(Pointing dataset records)
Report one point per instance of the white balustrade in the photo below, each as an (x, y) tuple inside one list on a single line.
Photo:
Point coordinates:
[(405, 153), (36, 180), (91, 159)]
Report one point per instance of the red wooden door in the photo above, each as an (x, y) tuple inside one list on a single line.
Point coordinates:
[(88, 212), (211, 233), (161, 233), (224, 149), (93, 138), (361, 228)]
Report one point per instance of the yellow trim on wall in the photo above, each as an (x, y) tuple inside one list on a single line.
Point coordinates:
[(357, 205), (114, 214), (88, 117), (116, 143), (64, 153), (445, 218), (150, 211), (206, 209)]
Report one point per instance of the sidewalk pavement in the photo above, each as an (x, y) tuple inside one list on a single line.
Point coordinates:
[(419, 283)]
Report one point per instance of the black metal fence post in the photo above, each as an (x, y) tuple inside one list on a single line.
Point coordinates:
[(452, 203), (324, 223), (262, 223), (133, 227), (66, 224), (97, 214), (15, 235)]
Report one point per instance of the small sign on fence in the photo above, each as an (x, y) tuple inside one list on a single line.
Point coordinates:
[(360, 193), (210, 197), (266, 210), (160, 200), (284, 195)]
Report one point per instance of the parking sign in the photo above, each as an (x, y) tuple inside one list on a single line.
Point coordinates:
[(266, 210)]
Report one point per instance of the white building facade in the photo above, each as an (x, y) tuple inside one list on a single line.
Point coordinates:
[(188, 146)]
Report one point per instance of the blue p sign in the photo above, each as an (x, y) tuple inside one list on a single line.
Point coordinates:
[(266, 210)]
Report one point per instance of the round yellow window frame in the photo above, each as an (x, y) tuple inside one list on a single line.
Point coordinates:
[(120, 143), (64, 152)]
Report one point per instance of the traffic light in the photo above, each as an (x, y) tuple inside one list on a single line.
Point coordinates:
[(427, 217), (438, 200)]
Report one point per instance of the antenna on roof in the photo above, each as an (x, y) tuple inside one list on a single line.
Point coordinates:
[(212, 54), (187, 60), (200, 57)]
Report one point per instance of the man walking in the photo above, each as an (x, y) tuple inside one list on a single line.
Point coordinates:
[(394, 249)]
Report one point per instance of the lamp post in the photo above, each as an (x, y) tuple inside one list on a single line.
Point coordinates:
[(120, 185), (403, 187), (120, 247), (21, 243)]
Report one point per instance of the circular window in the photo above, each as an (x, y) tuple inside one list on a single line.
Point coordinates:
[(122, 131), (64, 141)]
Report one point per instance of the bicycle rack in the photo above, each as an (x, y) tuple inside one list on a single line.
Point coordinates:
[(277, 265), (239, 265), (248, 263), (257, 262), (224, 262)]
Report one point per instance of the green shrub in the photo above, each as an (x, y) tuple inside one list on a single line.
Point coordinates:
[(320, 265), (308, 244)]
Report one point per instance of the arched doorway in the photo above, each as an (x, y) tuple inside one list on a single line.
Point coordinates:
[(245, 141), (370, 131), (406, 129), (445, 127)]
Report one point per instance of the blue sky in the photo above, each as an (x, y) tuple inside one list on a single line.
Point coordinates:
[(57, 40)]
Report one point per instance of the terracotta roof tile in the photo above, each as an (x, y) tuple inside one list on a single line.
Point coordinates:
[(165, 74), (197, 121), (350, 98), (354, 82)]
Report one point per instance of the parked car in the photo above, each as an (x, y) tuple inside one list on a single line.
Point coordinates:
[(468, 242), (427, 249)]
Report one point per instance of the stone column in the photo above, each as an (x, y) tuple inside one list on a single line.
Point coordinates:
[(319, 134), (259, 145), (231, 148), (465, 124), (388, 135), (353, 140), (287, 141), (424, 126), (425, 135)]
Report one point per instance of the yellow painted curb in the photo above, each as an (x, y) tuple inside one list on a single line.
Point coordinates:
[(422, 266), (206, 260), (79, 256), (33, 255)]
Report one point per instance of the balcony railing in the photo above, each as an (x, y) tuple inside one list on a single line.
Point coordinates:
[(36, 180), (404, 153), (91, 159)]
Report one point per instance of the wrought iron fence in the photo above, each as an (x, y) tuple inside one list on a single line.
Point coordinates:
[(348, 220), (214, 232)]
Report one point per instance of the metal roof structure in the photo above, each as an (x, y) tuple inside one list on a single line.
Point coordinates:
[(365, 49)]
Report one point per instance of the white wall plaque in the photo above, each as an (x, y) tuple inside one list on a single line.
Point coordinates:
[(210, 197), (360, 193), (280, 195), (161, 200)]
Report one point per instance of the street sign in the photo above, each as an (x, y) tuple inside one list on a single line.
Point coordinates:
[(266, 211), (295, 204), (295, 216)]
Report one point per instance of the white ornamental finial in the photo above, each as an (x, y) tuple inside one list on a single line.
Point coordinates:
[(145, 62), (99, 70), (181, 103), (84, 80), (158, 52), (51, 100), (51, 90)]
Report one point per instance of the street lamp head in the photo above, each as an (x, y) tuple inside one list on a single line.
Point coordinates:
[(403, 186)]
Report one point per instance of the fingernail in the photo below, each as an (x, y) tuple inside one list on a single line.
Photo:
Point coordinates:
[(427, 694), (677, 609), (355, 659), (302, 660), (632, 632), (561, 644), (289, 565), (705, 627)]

Work required:
Quote all of the material above verbatim, keeping every line unchanged.

Exercise solution:
Report one point per instance of the white balustrade in the photo below, each as an (x, y) tuple inside one list on a single line.
Photo:
Point coordinates:
[(405, 153), (36, 180), (91, 159)]
Report one point per instance of the red wooden door in the photo above, each as an (x, y) tuple inside one list on a single line.
Point coordinates:
[(88, 212), (211, 233), (161, 233), (224, 149), (93, 138), (361, 228)]
Report one point per instance of the yellow trim on wall in the photo above, each as an (x, y) tuple inside one list on a single line.
Point coordinates:
[(357, 205), (114, 214), (88, 117), (116, 143), (64, 153), (445, 218), (150, 211), (206, 209)]
Report one point per instance of the sidewalk pavement in the photo above, each as an (x, y) tuple inside one list on a single line.
Point coordinates:
[(419, 283)]
Report one point per instance of the black metal fence post in the photo above, each as an (x, y) tuple inside one list on a single line.
Point coordinates:
[(452, 203), (324, 223), (262, 223), (133, 227), (66, 224), (97, 214), (15, 235)]
Report one point per instance of the small sign on fence in the photo above, each as an (x, y) tuple inside one list on a single line.
Point coordinates:
[(360, 193), (210, 197), (266, 210), (160, 200), (284, 195)]
Report one point per instance of the parking sign in the photo above, each as an (x, y) tuple inside one list on a single line.
Point coordinates:
[(266, 210)]
Report one point per instance of the white building facade in the photo above, each as an (x, y) tuple inside one list on a single line.
Point coordinates:
[(188, 146)]
Report one point per instance of the blue p sign in the photo above, each as an (x, y) tuple inside one list on a single line.
Point coordinates:
[(266, 210)]
Report one point per instance of the round yellow window frame in the photo above, each as an (x, y) tuple inside one list on a single line.
Point coordinates:
[(120, 143), (64, 152)]
Report one point per instance of the traffic light in the photo above, each as an (x, y) tuple inside one list on a single line.
Point coordinates:
[(427, 217), (438, 200)]
Report one point per instance of the antenna on roof in the photo above, each as an (x, y) tuple inside one list on a single line.
Point coordinates:
[(212, 54), (187, 60), (200, 57)]
Report one point per instance of the man walking in the photo above, each as an (x, y) tuple inside one list on a single line.
Point coordinates:
[(394, 249)]
Report one point per instance of the lamp post in the photo above, each as an (x, y) tuple inside one list on a single line.
Point coordinates:
[(120, 185), (403, 187), (120, 247), (21, 243)]
Report one point per instance of the circular window in the photo above, each as an (x, y) tuple inside one list on a single line.
Point coordinates:
[(122, 131), (64, 141)]
Report one point per instance of the bicycle rack in the photo above, each as an (x, y) tuple inside one list on a single line.
Point coordinates:
[(277, 265), (239, 265), (248, 263), (257, 262), (224, 262)]
Report one point per instance of the green shrub in the photo above, each as an (x, y) tuple inside one list on a single line.
Point coordinates:
[(320, 265), (308, 244)]
Report one point per instance of the arched doorway in the photo above, each as an (x, y) tuple inside one list on a single line.
Point coordinates:
[(245, 141), (370, 131), (406, 129), (445, 127)]
Report one point per instance of the blue sky in the photo above, each as an (x, y) tuple inside one list on a single line.
Point coordinates:
[(57, 40)]
Report one point per instance of the terracotta roof tile in the photo above, each as an (x, y) tuple inside one list on a single line.
Point coordinates:
[(165, 74), (197, 121), (350, 98), (354, 82)]
Report one point per instance of the parked car in the photo above, each as an (x, y) tuple inside one list on a single line.
Point coordinates:
[(468, 242), (427, 249)]
Report one point per instance of the stone column in the photo above, each as an (x, y) tuple inside one list on a single line.
Point coordinates:
[(319, 134), (259, 145), (231, 148), (465, 124), (388, 135), (353, 140), (287, 141), (424, 126), (425, 135)]
Report one point per instance of the yellow painted curb in the photo above, each as an (x, y) tuple inside one list on a single line.
Point coordinates:
[(422, 266), (206, 260), (79, 256), (33, 255)]
Report one point per instance of the balcony railing in the photo above, each as an (x, y) tuple inside one list on a single line.
Point coordinates:
[(36, 180), (404, 153), (91, 159)]
Report one point per instance of the wrought iron fence in the photo above, each as an (x, y) tuple inside one list on a single line.
Point coordinates:
[(348, 220), (214, 232)]
Report one point per instance of the metal roof structure in the photo above, each as an (x, y) tuple inside one list on a single line.
Point coordinates:
[(365, 49)]
Report one point per instance of the white wall plaque in the photo above, each as an (x, y) tuple inside one list on a single line.
Point coordinates:
[(210, 197), (360, 193), (280, 195), (161, 200)]
Report one point per instance of the street sign in the photo above, each as an (x, y) tuple inside one list on a single line.
Point coordinates:
[(266, 211), (295, 204), (295, 216)]
Report one point per instance of the white ornamental finial in the photo above, each as an (x, y) tuple inside one list on a single line.
Point coordinates:
[(145, 62), (99, 70), (181, 103), (84, 80), (158, 52), (51, 100), (51, 90)]
Report one point per instance of the street lamp head in the photo above, each as an (x, y) tuple inside one list on a single line.
Point coordinates:
[(403, 186)]
Report one point per instance of the fingernail in the photo below, each as an (x, y) tuple inside one list on a single line.
Photo:
Point coordinates:
[(427, 694), (677, 609), (355, 659), (302, 660), (632, 632), (561, 644), (289, 565), (705, 627)]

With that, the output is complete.